* _Try it_: Only the lines containing the string "below" are needed; copy all of them from the listing.

* _Information shown_:
==================================================
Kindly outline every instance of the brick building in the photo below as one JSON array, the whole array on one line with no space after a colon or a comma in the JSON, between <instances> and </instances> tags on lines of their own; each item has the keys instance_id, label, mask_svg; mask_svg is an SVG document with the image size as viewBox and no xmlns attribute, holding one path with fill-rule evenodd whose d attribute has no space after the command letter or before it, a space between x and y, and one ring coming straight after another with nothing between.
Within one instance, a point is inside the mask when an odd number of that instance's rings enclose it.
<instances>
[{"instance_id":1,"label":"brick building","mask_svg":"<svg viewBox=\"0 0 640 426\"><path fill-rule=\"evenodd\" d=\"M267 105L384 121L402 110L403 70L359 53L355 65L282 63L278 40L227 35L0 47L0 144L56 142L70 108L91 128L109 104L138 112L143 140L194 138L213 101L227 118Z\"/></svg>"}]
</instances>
==================================================
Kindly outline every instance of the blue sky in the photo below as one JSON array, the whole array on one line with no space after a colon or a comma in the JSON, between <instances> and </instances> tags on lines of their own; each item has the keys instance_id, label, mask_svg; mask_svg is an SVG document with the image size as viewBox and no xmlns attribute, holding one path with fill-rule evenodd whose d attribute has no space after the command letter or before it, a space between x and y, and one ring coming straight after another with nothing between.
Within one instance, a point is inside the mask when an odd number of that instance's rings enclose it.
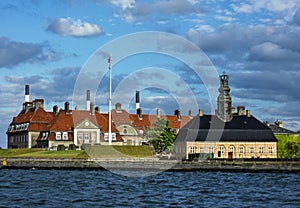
==================================================
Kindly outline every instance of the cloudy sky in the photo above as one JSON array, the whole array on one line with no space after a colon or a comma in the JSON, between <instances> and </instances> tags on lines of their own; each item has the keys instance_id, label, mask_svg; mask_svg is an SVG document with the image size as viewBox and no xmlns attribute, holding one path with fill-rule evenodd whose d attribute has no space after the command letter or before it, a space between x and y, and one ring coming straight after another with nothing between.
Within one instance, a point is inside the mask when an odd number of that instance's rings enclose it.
==================================================
* _Solution_:
Kindly outline every instance of the brick building in the photo below as one JSON array, the whole array on one line with no space after a colon or a comma in the JSON, between <instances> and </instances> tags on lines of their own; each item has the keys instance_id, label, mask_svg; mask_svg is an SVG document with the image size as viewBox and no xmlns attribute, holding one path with fill-rule evenodd whose d attribute has no space after the command letter or before it, a space between x and y, and one ring coming straight after another with nothing between.
Kindly outline every instance of the blue sky in the photo below as one JSON array, the whole array on one line with no space after a colon or a comma in the JSON, between <instances> and </instances> tags on lines of their own; each item has the keys instance_id, label, mask_svg; mask_svg is an SVG document with the image size as viewBox and no xmlns attribute, holding one path with fill-rule evenodd whose d attribute has no space after the command letter or before it, a space between x and y, and one ring coming straight after another with nothing between.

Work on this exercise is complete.